▶ Exercise
Please repeat the part of the theater review below that opens with "While Kron and" and closes with "the bell bottoms.", switching "bell bottoms" to "platform shoes".

══ Provided text ══

Theater Review
Uptown Players welcomes Dallas to the Fun Home in latest musical
Our parents will always be enigmas, at once the most familiar and mysterious people we'll ever encounter.
Lisa Kron and Jeanine Tesori's Fun Home, a one-act musical based on Alison Bechdel's graphic novel, tackles this quest to understand — at least a little bit — these people who raised us, while also dealing with the trials and tribulations of growing up.
This is accomplished by splitting the main character, Alison herself, into three different ages. Adult Alison (Leslie Marie Collins, solid and grounding) serves as the de facto narrator, welcoming the audience to "the house on Maple Avenue" where her father, mother, and two brothers navigate the daily 1970s grind.
By the way, the meticulously restored Victorian is also a funeral home — the titular "fun home," as the kids call it — and it plays a big part in messing with Alison's head.
Director Cheryl Denson keeps the pace brisk to feel as if you're hurtling toward a devastating conclusion instead of questioning why there isn't an intermission in the nearly two-hour-long show. Music director Isaac Leaverton and his offstage seven-piece band revel in the disco licks and groovy bass lines of Tesori's '70s-flavored score.
While Kron and Tesori inject some fun into the macabre setting, which is being staged at the Kalita Humphreys Theater by Uptown Players, with Partridge Family-style tunes that are boogied about by Small Alison (a remarkable Summer Stern) and co., there's an underlying sense of dread amid the bell bottoms.

═══
══ Dataset excerpts ══

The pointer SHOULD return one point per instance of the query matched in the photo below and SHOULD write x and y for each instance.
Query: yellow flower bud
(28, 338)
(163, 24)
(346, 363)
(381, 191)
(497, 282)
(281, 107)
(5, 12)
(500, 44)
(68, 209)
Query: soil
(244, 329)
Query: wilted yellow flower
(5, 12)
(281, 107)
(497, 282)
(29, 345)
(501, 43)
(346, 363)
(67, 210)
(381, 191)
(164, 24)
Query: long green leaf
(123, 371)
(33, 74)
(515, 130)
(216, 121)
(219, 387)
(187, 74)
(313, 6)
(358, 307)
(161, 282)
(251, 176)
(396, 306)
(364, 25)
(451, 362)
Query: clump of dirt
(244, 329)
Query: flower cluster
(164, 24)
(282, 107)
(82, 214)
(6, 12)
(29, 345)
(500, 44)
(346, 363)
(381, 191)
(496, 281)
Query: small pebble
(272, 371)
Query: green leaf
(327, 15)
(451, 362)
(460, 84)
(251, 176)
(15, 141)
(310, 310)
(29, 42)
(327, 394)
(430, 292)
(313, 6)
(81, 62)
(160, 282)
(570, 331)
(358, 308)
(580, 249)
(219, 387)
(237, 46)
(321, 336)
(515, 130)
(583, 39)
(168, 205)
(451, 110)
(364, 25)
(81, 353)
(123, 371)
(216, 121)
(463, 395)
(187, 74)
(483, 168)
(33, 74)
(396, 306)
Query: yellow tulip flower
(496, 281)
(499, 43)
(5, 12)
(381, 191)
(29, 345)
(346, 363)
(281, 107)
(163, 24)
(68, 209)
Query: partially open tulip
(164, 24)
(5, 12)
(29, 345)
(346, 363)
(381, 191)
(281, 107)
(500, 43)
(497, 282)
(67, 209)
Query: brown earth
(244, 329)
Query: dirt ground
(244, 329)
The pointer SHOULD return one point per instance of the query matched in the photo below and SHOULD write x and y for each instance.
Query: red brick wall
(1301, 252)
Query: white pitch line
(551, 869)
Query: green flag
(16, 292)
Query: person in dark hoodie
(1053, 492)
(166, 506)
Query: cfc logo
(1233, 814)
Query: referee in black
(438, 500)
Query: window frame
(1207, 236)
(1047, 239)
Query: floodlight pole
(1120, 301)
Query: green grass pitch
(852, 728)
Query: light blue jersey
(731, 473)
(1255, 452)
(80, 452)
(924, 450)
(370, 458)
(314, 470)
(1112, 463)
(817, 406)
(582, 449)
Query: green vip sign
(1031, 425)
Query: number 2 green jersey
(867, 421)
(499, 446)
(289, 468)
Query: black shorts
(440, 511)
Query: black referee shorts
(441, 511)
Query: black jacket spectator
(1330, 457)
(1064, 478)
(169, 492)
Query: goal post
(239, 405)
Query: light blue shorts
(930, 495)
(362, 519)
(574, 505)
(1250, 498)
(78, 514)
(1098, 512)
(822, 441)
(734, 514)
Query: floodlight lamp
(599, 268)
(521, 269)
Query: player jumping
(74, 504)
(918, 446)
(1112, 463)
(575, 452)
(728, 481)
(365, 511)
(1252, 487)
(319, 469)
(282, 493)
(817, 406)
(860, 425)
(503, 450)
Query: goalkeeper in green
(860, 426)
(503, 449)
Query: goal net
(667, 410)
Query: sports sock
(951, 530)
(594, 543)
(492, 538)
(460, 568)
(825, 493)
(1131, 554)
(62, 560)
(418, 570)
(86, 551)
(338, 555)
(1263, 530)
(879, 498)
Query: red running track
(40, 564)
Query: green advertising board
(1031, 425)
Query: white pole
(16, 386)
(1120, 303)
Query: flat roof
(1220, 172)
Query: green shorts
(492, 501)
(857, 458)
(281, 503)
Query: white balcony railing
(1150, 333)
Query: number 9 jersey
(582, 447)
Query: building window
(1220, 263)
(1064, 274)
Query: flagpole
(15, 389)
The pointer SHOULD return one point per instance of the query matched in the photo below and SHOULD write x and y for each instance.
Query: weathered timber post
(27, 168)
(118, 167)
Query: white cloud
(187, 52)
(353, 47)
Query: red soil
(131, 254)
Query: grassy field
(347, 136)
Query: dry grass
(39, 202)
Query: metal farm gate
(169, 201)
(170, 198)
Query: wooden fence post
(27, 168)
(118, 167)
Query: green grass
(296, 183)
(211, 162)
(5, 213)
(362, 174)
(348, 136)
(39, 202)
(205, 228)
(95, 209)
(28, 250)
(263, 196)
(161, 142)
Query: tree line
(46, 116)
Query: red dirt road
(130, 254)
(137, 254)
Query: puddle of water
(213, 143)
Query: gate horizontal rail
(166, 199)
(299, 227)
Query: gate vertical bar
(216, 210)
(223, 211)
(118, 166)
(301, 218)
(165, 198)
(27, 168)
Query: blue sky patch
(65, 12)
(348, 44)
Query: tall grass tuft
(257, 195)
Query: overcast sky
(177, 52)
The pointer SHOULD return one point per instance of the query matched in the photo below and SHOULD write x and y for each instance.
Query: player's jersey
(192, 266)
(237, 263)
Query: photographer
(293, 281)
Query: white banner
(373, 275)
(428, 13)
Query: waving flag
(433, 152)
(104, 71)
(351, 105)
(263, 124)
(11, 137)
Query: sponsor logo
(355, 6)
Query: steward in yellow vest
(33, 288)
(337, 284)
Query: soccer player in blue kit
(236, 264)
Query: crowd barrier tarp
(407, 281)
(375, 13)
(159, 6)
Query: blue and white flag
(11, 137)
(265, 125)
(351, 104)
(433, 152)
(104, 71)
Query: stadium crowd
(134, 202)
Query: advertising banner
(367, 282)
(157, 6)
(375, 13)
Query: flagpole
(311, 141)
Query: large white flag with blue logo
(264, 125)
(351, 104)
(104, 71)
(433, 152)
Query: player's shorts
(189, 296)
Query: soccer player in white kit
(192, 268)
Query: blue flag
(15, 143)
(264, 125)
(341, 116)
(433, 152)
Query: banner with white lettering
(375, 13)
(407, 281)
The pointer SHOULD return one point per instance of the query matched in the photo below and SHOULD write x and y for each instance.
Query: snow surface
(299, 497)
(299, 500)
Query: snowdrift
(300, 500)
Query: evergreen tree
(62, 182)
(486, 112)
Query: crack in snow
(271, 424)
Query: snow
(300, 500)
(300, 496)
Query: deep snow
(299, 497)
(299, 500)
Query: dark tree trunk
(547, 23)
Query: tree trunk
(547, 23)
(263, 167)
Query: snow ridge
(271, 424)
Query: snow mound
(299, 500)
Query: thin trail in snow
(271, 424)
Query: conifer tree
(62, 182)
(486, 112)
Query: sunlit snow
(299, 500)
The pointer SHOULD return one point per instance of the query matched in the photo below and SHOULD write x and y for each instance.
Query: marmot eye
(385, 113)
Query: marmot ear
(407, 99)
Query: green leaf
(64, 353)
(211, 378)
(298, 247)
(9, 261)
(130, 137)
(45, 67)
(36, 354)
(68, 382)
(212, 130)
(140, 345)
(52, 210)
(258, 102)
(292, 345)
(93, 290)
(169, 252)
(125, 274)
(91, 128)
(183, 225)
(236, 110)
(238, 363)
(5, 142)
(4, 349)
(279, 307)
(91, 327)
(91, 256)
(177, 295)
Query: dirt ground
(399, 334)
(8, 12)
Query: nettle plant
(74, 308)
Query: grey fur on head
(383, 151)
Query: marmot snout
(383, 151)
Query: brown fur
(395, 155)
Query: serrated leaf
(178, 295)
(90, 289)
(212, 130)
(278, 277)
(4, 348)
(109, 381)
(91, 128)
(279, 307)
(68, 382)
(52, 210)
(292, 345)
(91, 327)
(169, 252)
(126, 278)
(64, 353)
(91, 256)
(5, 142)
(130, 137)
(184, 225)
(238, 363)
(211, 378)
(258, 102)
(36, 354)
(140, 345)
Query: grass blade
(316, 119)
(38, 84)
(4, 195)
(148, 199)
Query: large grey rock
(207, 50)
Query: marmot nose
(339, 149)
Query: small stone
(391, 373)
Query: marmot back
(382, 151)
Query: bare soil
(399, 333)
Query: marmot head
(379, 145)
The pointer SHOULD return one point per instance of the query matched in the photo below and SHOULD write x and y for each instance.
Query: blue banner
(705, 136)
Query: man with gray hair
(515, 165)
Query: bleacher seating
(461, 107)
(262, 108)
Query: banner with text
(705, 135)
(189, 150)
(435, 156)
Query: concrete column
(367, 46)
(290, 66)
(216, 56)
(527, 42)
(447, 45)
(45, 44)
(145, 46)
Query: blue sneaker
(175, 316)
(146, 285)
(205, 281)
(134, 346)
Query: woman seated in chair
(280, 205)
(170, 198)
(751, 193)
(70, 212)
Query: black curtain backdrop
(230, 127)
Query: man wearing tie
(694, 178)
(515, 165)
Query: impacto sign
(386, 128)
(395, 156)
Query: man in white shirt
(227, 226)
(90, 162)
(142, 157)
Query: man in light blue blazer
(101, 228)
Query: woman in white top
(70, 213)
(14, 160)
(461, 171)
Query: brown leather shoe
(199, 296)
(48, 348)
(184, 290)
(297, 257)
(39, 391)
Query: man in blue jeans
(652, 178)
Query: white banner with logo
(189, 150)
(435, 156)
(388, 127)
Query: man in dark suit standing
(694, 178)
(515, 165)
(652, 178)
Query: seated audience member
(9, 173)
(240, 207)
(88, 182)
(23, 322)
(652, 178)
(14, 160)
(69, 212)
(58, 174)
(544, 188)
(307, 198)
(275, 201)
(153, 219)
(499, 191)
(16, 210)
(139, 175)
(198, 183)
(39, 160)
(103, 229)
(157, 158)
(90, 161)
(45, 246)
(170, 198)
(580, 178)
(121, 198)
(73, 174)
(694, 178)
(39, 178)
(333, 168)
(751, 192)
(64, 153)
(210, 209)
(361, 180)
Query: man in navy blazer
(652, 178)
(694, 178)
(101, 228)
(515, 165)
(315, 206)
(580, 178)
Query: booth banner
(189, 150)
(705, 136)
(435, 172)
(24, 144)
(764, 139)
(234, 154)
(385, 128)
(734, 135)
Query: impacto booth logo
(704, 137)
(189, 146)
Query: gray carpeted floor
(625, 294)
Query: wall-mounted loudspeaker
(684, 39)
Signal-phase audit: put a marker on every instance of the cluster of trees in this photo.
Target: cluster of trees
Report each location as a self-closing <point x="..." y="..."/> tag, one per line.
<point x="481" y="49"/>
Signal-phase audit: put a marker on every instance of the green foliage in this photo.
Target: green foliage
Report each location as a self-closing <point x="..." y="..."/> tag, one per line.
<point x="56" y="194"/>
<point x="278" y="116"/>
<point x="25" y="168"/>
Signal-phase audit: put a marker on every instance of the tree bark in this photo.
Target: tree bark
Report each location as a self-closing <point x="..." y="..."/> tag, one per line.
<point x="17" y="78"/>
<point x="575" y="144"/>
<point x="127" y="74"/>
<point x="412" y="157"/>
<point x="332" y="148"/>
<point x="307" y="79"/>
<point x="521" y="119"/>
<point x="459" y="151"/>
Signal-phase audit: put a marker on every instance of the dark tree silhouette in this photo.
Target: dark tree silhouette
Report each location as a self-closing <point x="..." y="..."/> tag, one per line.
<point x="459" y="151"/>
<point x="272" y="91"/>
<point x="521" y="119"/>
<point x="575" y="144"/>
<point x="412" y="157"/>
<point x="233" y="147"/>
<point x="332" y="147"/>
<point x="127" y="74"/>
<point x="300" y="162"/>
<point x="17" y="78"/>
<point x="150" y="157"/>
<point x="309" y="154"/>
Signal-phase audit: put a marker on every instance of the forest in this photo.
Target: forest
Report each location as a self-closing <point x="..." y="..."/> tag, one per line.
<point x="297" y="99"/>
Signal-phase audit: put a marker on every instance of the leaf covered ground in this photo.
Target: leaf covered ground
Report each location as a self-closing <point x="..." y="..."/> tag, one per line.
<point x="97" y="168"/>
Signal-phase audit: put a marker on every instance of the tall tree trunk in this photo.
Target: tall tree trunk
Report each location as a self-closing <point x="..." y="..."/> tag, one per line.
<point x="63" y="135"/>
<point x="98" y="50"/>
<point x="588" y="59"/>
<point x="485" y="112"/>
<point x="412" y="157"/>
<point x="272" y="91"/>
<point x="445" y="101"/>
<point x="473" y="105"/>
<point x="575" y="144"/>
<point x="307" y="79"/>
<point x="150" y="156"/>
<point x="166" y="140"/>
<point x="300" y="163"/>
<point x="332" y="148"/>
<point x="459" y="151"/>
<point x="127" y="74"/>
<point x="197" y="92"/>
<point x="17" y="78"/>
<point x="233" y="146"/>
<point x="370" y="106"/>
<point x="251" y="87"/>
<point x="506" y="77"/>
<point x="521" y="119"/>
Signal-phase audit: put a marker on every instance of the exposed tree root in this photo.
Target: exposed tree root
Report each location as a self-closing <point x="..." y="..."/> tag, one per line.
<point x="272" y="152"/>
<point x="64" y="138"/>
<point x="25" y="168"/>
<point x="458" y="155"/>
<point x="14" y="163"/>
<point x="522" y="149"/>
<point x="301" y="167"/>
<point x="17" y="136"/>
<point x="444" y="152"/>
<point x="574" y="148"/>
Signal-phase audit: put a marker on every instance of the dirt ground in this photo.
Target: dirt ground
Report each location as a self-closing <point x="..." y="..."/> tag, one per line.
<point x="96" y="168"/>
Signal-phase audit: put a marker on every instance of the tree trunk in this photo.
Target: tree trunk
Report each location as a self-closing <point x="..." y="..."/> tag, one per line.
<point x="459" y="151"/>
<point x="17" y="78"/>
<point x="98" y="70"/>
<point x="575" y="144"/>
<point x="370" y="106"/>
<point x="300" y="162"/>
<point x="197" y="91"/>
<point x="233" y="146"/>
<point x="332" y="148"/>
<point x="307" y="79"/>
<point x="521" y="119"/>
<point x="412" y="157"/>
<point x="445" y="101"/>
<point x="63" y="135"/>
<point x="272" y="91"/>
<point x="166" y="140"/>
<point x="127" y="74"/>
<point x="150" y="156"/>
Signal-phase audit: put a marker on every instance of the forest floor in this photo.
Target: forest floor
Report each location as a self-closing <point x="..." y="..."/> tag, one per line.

═══

▶ Task answer
While Kron and Tesori inject some fun into the macabre setting, which is being staged at the Kalita Humphreys Theater by Uptown Players, with Partridge Family-style tunes that are boogied about by Small Alison (a remarkable Summer Stern) and co., there's an underlying sense of dread amid the platform shoes.